▶ **Выбранный отрывок**
===
События осени 1909 года показательны как пример волошинского благородства, в частности, по отношению к женщине. Многие восторгались способностью и потребностью Макса создавать и расцвечивать новые поэтические миры. Но правы и те критики, которые видят в этой истории пример пагубности мифотворческих экспериментов Серебряного века. То, что муссировалось в литературной среде как анекдот, могло закончиться весьма печально для любого из участников дуэли, а саму «Царицу призрачного трона» привело к тяжёлым психическим последствиям.

И всё же именно её стихами, написанными через много лет после Петербургской драмы, мы завершим эту главу:

 
Ты сделай так, чтоб мне сказать: «Приемлю»,
как благостный предел, завещанный для всех,
души, моей души, не вспаханную землю
и дикою лозой на ней взошедший грех, —
 
 
Чтоб не склоняться мне под игом наважденья,
 а всей, мне всей гореть во сне и наяву,
на крыльях высоты и в пропасти паденья.
– Ты сделай так, чтоб мне сказать: «Живу».
 
Я СТАЛ СТРОКАМИ КНИГИ…
 
Кому земля – священный край изгнанья,
Того простор полей не веселит,
Но каждый шаг, но каждый миг таит
Иных миров в себе напоминанья…
 
Corona Astralis, XI


…кто хочет искать пути, ведущие за пределы чувственного мира, тот скоро научится понимать, что человеческая жизнь приобретает цену и значение только через прозрение в иной мир.

Р. Штейнер. Теософия

Конец первого десятилетия XX века… Максимилиан Волошин – признанный большинством ценителей русской словесности поэт, известный критик: его статьи об искусстве и литературе вызывают жаркие дискуссии. Однако положение Волошина в литературной среде не назовёшь стабильным. Он ещё не выпустил ни одной солидной поэтической книги. Необходимость подстраиваться под чьи-то вкусы всегда была для Макса неприемлема. 29 ноября 1909 года он жалуется в письме А. М. Петровой: «„Аполлон“ к стихам моим охладел… Моего влияния там нет никакого… Вся атмосфера литературная, около него скопившаяся, мне тягостна, и Гумилёв был как раз одним из главных, установивших эту атмосферу литературного карьеризма, столь неподобающую искусству». Не приняли даже венок сонетов «Corona Astralis», а ведь это, вероятно, лучшее из того, что он создал как поэт.
===
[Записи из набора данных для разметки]

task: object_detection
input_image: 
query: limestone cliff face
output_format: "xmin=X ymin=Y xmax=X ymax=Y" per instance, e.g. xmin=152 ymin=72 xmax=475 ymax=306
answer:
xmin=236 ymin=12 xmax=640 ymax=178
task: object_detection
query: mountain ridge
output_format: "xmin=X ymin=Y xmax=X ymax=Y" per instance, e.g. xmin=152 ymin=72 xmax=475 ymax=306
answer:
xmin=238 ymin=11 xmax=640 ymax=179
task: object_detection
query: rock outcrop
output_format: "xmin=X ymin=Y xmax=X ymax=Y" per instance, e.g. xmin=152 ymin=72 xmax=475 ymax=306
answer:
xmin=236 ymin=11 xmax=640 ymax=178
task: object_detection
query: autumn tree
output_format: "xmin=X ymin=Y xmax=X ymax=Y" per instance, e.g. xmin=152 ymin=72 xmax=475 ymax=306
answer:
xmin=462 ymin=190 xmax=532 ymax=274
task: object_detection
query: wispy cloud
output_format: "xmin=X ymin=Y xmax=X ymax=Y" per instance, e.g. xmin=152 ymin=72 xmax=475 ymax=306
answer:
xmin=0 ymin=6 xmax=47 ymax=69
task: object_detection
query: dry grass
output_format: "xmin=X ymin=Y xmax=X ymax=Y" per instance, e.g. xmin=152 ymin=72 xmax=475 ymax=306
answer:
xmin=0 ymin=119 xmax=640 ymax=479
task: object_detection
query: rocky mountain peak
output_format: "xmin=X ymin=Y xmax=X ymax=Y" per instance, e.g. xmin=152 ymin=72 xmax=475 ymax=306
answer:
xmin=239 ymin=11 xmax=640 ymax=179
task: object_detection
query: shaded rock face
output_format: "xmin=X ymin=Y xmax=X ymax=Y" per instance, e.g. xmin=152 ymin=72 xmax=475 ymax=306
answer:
===
▶ **Набор заданий**
1. Выведите без изменений часть отрывка о Волошине, начиная со слов «И всё же именно» и заканчивая словами «в пропасти паденья.».
2. Выберите из записей все строки, где встречается слово «query», и перепишите их.

▶ **Список ответов**
1.
И всё же именно её стихами, написанными через много лет после Петербургской драмы, мы завершим эту главу:

 
Ты сделай так, чтоб мне сказать: «Приемлю»,
как благостный предел, завещанный для всех,
души, моей души, не вспаханную землю
и дикою лозой на ней взошедший грех, —
 
 
Чтоб не склоняться мне под игом наважденья,
 а всей, мне всей гореть во сне и наяву,
на крыльях высоты и в пропасти паденья.

2.
query: limestone cliff face
query: mountain ridge
query: rock outcrop
query: autumn tree
query: wispy cloud
query: dry grass
query: rocky mountain peak
query: shaded rock face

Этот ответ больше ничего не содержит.